RECORDED DATA:
------------
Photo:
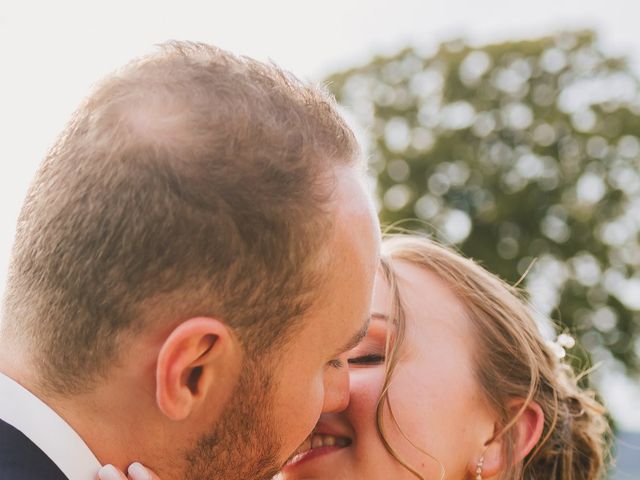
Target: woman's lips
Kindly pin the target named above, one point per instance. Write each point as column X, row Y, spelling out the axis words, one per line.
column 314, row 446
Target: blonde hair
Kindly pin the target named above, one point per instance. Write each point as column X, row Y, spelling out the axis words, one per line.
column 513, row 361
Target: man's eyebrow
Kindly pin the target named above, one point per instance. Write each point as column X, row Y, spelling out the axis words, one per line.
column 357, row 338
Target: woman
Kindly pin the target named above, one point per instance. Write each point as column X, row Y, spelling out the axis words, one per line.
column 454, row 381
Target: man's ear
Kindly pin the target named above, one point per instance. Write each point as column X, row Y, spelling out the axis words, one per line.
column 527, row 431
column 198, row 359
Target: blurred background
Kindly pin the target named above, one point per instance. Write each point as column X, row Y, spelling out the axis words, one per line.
------------
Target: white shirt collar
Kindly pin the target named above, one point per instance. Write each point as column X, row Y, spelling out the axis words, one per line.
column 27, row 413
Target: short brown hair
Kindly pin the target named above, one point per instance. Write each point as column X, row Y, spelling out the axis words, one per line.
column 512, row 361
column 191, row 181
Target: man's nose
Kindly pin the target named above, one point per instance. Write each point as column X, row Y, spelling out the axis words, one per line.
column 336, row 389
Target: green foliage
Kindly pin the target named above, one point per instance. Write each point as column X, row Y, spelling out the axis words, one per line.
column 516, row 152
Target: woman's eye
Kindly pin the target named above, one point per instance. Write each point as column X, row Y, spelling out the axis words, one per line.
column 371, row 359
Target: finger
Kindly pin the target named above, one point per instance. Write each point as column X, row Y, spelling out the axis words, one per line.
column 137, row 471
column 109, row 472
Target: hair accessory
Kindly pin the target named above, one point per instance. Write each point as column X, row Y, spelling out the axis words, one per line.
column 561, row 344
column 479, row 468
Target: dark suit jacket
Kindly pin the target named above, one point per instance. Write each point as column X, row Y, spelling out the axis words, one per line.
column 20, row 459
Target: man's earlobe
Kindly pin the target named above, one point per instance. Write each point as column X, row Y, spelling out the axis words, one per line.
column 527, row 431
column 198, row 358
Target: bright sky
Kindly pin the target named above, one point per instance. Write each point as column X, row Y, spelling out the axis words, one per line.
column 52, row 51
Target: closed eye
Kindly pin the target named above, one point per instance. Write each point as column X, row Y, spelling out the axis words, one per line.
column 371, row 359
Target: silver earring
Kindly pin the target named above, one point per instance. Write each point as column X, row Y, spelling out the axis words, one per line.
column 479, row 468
------------
WORK TO BE COMPLETED: Format the records from the line containing "Target: woman's eye" through the line containing "column 52, row 51" as a two-column CSV headed record_text and answer. Give one row per record, and put each field in quotation marks with its line breaks replaced by spaces.

EXERCISE ANSWER:
record_text,answer
"Target: woman's eye Kindly pin the target named above, one point per instance. Write each point as column X, row Y, spelling out the axis words, one per line.","column 371, row 359"
"Target: finger Kindly pin the target named above, one point per instance. Write each point as column X, row Y, spelling out the axis words, one per line.","column 137, row 471 column 109, row 472"
"Target: hair accessory Kindly pin the target named above, one point per instance. Write each point as column X, row Y, spelling out the axis words, one per line.","column 561, row 344 column 479, row 468"
"Target: dark suit jacket Kindly pin the target named above, one point per instance. Write each point as column X, row Y, spelling out the axis words, one per line.","column 20, row 459"
"Target: man's earlobe Kindly pin the target named above, one point per instance. Write each point as column X, row Y, spelling out the axis words, one per line.","column 527, row 431 column 198, row 358"
"Target: bright sky Kindly pin the target named above, one point per instance. Write each point as column X, row Y, spelling out the axis words, one per line.","column 52, row 51"